[依頼内容 1]
阿波国見山の山行記録のうち、「GPSトラックログ (カシミールソフト使用) (カタクリ山の位置は、もう少し下の1114m地点です)」から「分岐〜(10:05)国見山(10:40)」までを、両端も含めて一字一句違えずに書き写してください。
[依頼内容 2]
次の(a)〜(c)がそれぞれ阿波国見山の山行記録と合っているか、「はい」か「いいえ」で答え、判断の根拠となる記録中の語句をそのまま引用してください。
(a) 徳善バス停を出発したのは6時10分である。
(b) カタクリ山は1352m地点にあると書かれている。
(c) 全行程の所要時間は10時間10分とされている。

[抽出テキスト]

2012年04月28日 ”阿波国見山”

四国山地のど真ん中 秘境・祖谷渓の入り口に聳える花の山

GPSトラックログ (カシミールソフト使用) (カタクリ山の位置は、もう少し下の1114m地点です)
この地図の作成に当たっては国土地理院長の承認を得、同院発行の数値地図50000(地図画像)、及び数値地図50mメッシュ(標高)を使用

 承認番号 平18総使 第582号

徳善バス停(6:10)〜(6:25)有宮神社(登山道に入る)〜(8:45)カタクリ山(9:00)〜(9:05)トラバース道分岐〜(10:05)国見山(10:40)
(11:00)1352m〜(11:25)1343m〜(13:15)林道出合〜(13:45)五差路〜(15:15)石積の祠〜(16:20)祖谷口橋  (10時間10分)

[データ欄]
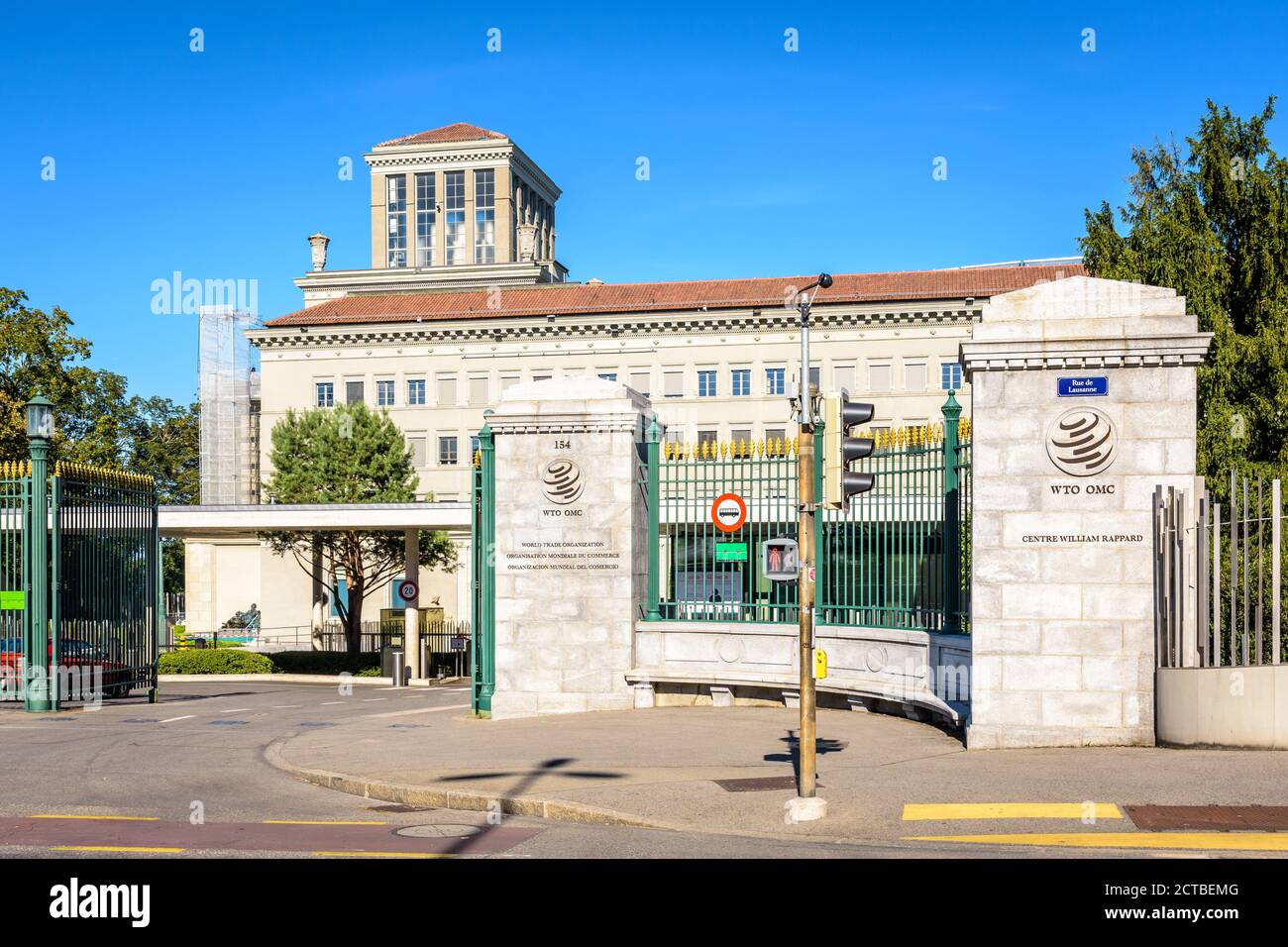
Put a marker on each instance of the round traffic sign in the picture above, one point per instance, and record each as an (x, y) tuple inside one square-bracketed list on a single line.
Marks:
[(729, 512)]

[最終結果 1]
GPSトラックログ (カシミールソフト使用) (カタクリ山の位置は、もう少し下の1114m地点です)
この地図の作成に当たっては国土地理院長の承認を得、同院発行の数値地図50000(地図画像)、及び数値地図50mメッシュ(標高)を使用

 承認番号 平18総使 第582号

徳善バス停(6:10)〜(6:25)有宮神社(登山道に入る)〜(8:45)カタクリ山(9:00)〜(9:05)トラバース道分岐〜(10:05)国見山(10:40)

[最終結果 2]
(a) はい。「徳善バス停(6:10)」
(b) いいえ。「カタクリ山の位置は、もう少し下の1114m地点です」
(c) はい。「(10時間10分)」